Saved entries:
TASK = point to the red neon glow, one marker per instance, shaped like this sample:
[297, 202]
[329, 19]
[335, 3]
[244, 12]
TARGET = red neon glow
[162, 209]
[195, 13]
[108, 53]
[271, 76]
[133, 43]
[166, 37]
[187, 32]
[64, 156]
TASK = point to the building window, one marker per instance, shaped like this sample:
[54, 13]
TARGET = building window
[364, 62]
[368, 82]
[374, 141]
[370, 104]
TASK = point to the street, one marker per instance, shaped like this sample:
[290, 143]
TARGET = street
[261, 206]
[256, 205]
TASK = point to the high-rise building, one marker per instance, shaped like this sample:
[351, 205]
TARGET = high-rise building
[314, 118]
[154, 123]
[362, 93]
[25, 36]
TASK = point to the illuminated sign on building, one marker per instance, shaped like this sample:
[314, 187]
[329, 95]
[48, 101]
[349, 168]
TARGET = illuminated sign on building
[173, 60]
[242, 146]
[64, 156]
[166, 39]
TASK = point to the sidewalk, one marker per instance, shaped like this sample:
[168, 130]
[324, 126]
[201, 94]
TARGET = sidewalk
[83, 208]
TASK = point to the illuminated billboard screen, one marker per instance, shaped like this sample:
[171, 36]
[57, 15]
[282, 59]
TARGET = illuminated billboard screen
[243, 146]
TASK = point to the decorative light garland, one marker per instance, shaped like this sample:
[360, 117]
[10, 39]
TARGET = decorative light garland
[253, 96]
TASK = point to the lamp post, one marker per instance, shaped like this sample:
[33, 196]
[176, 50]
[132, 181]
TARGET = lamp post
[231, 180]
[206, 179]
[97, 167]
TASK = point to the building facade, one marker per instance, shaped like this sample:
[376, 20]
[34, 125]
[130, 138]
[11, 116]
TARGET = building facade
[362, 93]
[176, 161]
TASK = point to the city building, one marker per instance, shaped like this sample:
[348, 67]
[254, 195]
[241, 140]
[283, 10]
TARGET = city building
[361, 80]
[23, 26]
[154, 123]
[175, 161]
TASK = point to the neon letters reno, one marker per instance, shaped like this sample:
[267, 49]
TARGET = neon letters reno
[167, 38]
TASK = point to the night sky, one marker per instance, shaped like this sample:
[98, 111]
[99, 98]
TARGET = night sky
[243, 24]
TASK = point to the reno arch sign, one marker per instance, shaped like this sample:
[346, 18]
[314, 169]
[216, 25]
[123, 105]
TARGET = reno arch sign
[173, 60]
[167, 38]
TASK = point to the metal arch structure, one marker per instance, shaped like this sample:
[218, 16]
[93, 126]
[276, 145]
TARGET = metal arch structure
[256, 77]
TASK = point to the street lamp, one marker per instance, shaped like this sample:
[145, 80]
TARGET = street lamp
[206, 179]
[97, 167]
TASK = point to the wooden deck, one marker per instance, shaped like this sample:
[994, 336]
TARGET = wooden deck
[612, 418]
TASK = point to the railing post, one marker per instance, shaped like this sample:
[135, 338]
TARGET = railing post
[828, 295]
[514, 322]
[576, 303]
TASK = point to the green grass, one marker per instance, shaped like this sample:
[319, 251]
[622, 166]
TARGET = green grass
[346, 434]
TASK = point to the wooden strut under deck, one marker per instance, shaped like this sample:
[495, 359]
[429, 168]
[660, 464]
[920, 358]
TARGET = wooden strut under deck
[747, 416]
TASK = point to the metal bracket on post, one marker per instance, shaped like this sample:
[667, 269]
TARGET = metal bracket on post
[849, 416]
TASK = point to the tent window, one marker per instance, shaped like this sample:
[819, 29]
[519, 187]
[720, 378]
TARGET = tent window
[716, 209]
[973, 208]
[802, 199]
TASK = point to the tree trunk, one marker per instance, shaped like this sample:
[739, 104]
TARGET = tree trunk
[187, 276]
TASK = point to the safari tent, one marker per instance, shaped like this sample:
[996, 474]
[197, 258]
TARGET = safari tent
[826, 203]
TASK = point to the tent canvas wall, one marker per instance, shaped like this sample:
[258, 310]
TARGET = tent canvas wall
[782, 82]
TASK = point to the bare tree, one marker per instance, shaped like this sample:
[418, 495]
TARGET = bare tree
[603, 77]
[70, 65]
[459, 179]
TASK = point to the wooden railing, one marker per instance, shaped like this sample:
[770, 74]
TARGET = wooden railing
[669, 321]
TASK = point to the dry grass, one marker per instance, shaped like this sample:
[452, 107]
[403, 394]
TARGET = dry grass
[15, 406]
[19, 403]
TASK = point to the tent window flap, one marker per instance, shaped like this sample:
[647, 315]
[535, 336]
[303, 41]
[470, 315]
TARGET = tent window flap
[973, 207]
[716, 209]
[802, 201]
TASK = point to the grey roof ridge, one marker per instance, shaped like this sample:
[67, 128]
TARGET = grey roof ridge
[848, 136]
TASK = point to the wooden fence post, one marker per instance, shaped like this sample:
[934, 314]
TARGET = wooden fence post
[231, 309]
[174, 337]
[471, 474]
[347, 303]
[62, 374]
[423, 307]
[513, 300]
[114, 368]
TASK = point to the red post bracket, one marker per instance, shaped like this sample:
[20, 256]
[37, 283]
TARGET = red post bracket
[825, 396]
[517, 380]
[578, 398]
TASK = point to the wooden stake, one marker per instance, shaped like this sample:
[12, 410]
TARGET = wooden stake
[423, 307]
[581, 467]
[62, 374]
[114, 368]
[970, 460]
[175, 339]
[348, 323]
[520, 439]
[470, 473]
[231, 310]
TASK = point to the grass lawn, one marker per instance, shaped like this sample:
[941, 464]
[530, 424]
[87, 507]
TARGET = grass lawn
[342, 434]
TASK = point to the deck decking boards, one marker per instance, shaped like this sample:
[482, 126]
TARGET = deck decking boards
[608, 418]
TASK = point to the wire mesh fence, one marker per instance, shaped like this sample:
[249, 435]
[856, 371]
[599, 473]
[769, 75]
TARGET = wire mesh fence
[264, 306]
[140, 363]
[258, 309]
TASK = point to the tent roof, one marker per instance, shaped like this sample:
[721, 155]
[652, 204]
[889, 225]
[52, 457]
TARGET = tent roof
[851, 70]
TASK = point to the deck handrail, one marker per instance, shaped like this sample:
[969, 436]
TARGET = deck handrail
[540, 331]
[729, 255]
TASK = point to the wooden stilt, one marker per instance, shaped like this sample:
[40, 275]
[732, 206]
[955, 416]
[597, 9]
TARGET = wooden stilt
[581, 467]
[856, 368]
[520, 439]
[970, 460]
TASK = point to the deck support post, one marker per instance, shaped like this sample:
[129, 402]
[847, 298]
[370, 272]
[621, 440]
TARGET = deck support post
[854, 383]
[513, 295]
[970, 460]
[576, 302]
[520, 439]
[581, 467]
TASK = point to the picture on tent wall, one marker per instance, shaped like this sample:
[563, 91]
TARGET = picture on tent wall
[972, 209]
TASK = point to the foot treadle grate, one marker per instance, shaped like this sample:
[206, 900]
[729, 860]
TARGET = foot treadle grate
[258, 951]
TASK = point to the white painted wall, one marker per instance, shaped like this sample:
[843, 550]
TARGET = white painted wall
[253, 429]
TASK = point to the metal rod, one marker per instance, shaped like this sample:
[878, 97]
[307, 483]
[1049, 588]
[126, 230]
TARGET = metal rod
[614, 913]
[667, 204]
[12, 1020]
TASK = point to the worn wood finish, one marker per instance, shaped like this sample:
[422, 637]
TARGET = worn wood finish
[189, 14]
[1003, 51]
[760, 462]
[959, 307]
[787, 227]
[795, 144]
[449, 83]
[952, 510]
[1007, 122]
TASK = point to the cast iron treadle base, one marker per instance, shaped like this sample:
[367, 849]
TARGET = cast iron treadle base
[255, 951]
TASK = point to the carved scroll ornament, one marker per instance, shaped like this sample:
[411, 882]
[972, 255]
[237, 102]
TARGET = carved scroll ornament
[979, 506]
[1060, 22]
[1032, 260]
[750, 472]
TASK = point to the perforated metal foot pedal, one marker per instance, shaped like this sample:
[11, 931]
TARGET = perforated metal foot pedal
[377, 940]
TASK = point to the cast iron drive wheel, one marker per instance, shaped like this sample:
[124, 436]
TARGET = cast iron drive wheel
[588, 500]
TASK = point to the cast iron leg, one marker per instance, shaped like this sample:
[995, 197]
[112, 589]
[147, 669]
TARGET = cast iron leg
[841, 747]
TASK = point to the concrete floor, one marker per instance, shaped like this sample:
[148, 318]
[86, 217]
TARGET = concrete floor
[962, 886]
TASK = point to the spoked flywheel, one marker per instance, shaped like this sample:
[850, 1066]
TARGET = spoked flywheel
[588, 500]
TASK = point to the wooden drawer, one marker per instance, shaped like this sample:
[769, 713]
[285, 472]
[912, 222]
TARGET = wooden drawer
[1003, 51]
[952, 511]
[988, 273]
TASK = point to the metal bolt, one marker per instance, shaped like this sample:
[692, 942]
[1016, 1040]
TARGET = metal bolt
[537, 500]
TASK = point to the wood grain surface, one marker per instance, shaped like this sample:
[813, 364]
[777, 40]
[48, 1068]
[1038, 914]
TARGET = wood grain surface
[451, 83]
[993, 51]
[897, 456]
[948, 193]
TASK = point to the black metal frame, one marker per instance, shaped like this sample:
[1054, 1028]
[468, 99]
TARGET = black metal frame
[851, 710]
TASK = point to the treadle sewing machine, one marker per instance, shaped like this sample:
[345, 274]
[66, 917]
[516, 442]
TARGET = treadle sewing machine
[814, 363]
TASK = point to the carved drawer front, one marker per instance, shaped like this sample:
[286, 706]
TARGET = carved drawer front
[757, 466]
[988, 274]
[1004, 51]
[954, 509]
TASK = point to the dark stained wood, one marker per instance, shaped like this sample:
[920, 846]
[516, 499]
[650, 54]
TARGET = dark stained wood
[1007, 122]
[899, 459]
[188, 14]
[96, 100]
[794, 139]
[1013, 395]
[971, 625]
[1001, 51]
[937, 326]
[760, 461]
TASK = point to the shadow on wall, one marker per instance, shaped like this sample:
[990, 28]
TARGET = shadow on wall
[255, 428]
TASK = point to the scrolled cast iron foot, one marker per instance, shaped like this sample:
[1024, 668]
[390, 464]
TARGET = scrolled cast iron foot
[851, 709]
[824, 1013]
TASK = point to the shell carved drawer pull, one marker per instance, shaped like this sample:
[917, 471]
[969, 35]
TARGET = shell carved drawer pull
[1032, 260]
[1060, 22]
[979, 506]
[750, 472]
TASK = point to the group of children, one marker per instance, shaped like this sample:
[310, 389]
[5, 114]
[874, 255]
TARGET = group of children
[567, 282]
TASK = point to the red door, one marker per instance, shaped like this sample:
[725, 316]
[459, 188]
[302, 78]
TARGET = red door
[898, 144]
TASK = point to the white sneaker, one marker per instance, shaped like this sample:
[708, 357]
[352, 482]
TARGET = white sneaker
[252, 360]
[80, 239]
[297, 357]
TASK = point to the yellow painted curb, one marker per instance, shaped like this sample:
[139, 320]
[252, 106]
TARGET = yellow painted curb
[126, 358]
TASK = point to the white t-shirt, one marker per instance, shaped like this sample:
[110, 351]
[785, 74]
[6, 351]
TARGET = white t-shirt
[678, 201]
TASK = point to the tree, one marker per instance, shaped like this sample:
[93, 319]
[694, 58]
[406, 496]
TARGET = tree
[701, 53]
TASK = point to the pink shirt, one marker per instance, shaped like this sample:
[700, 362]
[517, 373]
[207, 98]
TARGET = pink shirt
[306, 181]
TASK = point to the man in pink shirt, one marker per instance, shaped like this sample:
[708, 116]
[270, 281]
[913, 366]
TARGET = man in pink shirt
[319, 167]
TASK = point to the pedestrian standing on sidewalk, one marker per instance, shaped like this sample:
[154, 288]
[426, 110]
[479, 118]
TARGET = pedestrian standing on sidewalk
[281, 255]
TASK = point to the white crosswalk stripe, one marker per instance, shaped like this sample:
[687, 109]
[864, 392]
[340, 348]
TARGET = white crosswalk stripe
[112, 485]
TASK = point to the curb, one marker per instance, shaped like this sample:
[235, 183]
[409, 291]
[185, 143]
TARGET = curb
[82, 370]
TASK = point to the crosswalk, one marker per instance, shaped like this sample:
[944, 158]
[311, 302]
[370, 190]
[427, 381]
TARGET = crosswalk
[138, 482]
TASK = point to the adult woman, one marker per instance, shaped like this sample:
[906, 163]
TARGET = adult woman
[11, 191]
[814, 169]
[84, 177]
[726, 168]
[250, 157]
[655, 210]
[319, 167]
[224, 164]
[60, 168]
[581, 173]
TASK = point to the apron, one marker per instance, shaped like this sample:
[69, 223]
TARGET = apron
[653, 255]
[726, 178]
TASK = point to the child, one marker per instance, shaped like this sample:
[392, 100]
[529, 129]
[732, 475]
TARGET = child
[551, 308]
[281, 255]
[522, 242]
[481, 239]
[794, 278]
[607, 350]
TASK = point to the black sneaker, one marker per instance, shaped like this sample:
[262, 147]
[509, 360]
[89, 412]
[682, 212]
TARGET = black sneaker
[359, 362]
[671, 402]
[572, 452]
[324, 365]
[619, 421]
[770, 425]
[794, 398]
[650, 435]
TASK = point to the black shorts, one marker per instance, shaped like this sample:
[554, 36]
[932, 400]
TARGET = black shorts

- _YOUR ASSIGNMENT_: All lines in the records above that contain "shorts" are to be reported.

- _ANSWER FOR THE TASK_:
TASK = point to the black shorts, one marker per instance, shaped like this sample:
TARGET = black shorts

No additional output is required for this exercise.